══ FRAGMENTO DEL DOCUMENTO
Hace más de 300.000 años en un lugar de África, parte de un clan de los primeros humanos modernos, salió como siempre en busca de comida dejando a cargo de custodiar el precario campamento nómada a uno de sus miembros. Éste prestaba especial atención a las bayas acumuladas durante el día anterior, alejando a otros animales e insectos que intentaran llegar a ellas. De esta manera cumplía fielmente la misión encomendada por la pequeña y vulnerable comunidad a la que este humano pertenecía. Sin embargo, un día descubrió que podía sacar algunas bayas para su provecho y que nadie lo notaría. Así lo hizo y eso se convirtió en una práctica que le otorgó mejor alimentación, mejor salud y por ende una mayor capacidad reproductiva transmitiendo de esta manera sus genes a su privilegiada descendencia. La corrupción había debutado en la humanidad prolongándose como un rasgo de supervivencia hasta nuestros días.
Descubrir que traicionando la confianza de otros se pueden lograr beneficios superiores a los que se obtienen por medio de la violencia física, a cara descubierta, es un rasgo evolutivo notable. En efecto, cuando la consigna inexorable es sobrevivir, tal como lo era hace miles de años en el extremadamente hostil escenario del Paleolítico Temprano, cualquier reproche ético no tenía entonces efecto alguno.
════
> **QUÉ HACER**:
1. Contesta estas preguntas sobre el texto del origen de la corrupción:
(a) ¿Dónde ocurrió la escena del clan?
(b) ¿Qué vigilaba con especial atención el miembro que quedó en el campamento?
(c) ¿En qué época, según el texto, la consigna inexorable era sobrevivir?
2. Sigue el texto sobre el origen de la corrupción a partir de su última oración.
Para hacer lo que se pide no se necesitan las líneas.
══ DATOS APORTADOS
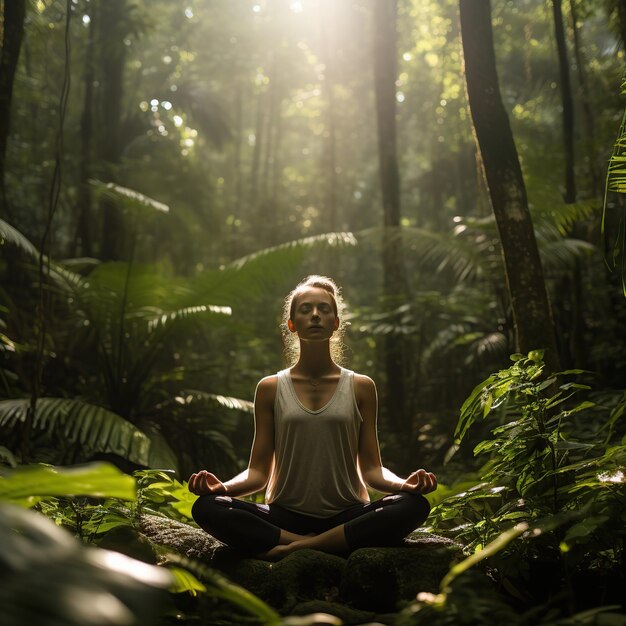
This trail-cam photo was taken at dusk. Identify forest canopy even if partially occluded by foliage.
[0,0,626,625]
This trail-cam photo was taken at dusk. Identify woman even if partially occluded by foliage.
[189,276,437,559]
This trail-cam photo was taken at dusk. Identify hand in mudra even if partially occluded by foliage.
[400,469,437,494]
[187,470,226,496]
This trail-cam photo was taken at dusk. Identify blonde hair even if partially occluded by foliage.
[280,274,348,367]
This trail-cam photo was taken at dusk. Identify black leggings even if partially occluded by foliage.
[192,491,430,554]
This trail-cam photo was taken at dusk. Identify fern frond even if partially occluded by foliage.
[89,179,170,213]
[0,398,150,465]
[0,219,39,259]
[148,304,232,331]
[174,389,254,413]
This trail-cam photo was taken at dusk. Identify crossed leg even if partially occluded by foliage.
[192,492,430,559]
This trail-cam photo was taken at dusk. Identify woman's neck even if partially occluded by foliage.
[292,341,340,378]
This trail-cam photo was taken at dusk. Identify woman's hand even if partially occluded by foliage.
[187,470,226,496]
[400,469,437,494]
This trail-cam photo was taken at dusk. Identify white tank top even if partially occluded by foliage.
[265,368,369,517]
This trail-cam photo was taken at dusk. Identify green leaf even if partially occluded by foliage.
[0,398,150,465]
[167,566,206,596]
[0,463,136,503]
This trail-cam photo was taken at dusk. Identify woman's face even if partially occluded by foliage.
[288,287,339,341]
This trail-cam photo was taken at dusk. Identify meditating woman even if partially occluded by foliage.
[189,276,437,559]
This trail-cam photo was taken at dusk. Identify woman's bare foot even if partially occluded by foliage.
[257,541,296,561]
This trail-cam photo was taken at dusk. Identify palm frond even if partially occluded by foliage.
[174,389,254,413]
[0,219,39,259]
[188,232,357,305]
[89,179,170,213]
[148,304,232,331]
[538,239,595,273]
[601,77,626,296]
[0,398,150,465]
[531,200,598,239]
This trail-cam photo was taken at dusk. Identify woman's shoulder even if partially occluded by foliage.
[353,372,376,397]
[256,374,278,394]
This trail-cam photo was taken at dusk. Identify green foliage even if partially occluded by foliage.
[0,502,172,626]
[601,78,626,296]
[424,351,626,623]
[135,470,197,522]
[0,398,150,465]
[0,463,135,506]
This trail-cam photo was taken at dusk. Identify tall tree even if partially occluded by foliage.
[75,3,97,257]
[459,0,559,368]
[372,0,410,434]
[552,0,576,204]
[0,0,26,219]
[569,0,600,196]
[97,0,132,260]
[319,0,340,231]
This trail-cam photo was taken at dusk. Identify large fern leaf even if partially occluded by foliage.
[0,220,39,259]
[0,398,150,465]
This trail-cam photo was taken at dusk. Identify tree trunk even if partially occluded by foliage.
[319,0,341,232]
[552,0,576,204]
[372,0,410,437]
[0,0,26,221]
[460,0,559,369]
[76,3,97,257]
[570,0,601,198]
[98,0,128,260]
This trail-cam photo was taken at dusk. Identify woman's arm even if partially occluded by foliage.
[189,376,276,496]
[354,374,437,493]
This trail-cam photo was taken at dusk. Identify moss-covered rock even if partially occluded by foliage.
[291,600,376,626]
[340,533,461,612]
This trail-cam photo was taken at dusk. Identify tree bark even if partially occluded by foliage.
[319,0,340,232]
[0,0,26,221]
[98,0,128,260]
[372,0,410,436]
[552,0,576,204]
[76,3,97,257]
[460,0,559,369]
[570,0,601,198]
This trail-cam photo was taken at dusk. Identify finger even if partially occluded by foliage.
[423,472,437,493]
[187,474,197,493]
[430,474,437,491]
════
> **TUS RESPUESTAS**:
1.
(a) En un lugar de África.
(b) Las bayas acumuladas durante el día anterior.
(c) En el Paleolítico Temprano.

2.
Por contraste, en el presente, el ser humano encara ambientes menos estresantes donde abusar del poder para conseguir alimentos que aseguren la sobrevivencia es una conducta totalmente innecesaria. Sin embargo, los genes que durante milenios permitieron un éxito evolutivo parecen haberse arraigado en la biología humana pues ante el poder confiado por la comunidad a alguno de sus miembros, propician que éste abuse para beneficio propio casi por instinto.
Esta es una hipótesis plausible que sirve para explicar pero en ningún caso justificar la corrupción generalizada que se observa cuando el grupo es incapaz de controlar a quien le confiere el poder. Y así como en el Paleolítico de África los miembros del clan no implementaron medidas adecuadas para evitar el robo de bienes comunes por parte de uno de los suyos, en el Chile actual el propio pueblo tampoco lo ha hecho. Es más, hace varios milenios cuando los humanos tenían capacidades intelectuales primitivas, probablemente no tenían certeza de que eran víctimas de la sustracción de las bayas pues no sabían contar y por ende no podían comparar la cantidad de esos frutos antes y después de algún eventual hurto. En la actualidad los chilenos víctimas de la corrupción también debemos tener limitaciones, pero de otro tipo, que nos impiden identificar con nitidez y anticipación la diversidad de fechorías que cometen quienes gracias a nosotros ocupan altos puestos en los tres Poderes del Estado.
En efecto, podemos suponer que hace miles de años el clan seleccionó a alguien para que vigilara al custodio de las bayas, fracasando en el intento de esta proto-fiscalización pues el segundo compró el silencio del primero. Probablemente entre ambos, controlador y controlado, se repartieron el botín. ¿Suena familiar?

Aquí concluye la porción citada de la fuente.